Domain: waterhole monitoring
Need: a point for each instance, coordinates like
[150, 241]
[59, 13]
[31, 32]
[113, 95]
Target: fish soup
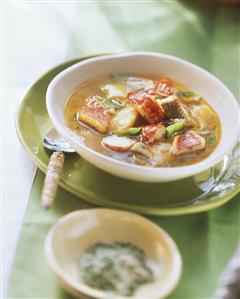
[147, 121]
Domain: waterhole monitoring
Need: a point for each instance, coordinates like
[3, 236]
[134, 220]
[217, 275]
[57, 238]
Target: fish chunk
[147, 107]
[187, 142]
[95, 116]
[116, 143]
[152, 133]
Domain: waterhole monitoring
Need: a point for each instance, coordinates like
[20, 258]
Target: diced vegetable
[205, 117]
[95, 116]
[124, 118]
[128, 132]
[147, 107]
[141, 148]
[117, 143]
[165, 88]
[114, 90]
[187, 142]
[169, 99]
[134, 84]
[172, 129]
[152, 133]
[185, 93]
[210, 139]
[109, 103]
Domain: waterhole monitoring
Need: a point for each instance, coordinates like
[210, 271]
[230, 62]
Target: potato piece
[187, 142]
[116, 143]
[152, 133]
[124, 118]
[96, 117]
[114, 90]
[147, 107]
[205, 117]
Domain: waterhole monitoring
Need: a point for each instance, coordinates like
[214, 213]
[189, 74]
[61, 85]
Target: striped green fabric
[207, 35]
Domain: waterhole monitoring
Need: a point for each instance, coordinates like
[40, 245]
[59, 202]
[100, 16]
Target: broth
[143, 120]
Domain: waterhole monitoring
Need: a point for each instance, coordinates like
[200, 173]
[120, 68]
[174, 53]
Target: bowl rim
[81, 288]
[188, 170]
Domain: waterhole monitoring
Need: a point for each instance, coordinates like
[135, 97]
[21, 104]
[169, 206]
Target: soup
[147, 121]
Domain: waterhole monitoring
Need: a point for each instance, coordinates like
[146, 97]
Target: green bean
[128, 132]
[176, 127]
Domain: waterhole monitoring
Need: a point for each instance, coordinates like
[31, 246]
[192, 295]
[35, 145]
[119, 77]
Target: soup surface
[145, 121]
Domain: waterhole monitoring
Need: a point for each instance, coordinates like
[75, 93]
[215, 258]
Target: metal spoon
[53, 141]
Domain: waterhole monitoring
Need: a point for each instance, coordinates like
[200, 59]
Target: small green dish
[202, 192]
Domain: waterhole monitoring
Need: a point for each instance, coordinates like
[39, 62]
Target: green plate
[203, 192]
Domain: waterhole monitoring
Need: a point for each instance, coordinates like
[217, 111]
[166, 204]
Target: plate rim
[85, 194]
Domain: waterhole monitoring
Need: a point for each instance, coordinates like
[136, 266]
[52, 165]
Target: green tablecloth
[194, 30]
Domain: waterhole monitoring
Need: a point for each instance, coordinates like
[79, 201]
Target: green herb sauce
[115, 267]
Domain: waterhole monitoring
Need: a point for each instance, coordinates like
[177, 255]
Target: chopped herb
[116, 267]
[185, 94]
[109, 103]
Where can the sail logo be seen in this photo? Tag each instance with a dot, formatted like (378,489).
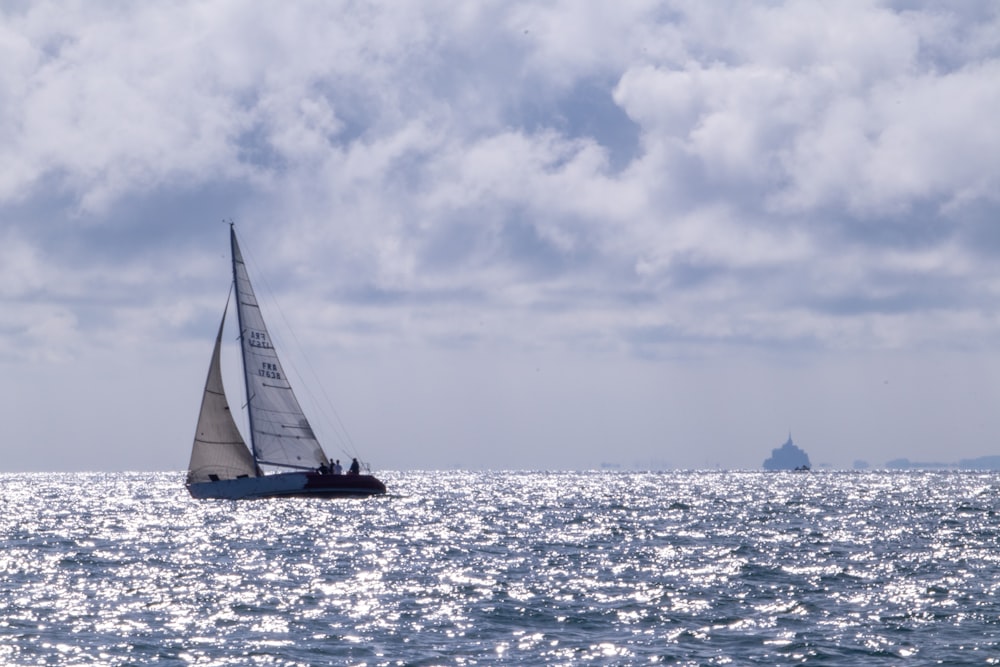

++++++

How many lines in the items above contain the word "herb"? Case counts, so answer with the number alone.

2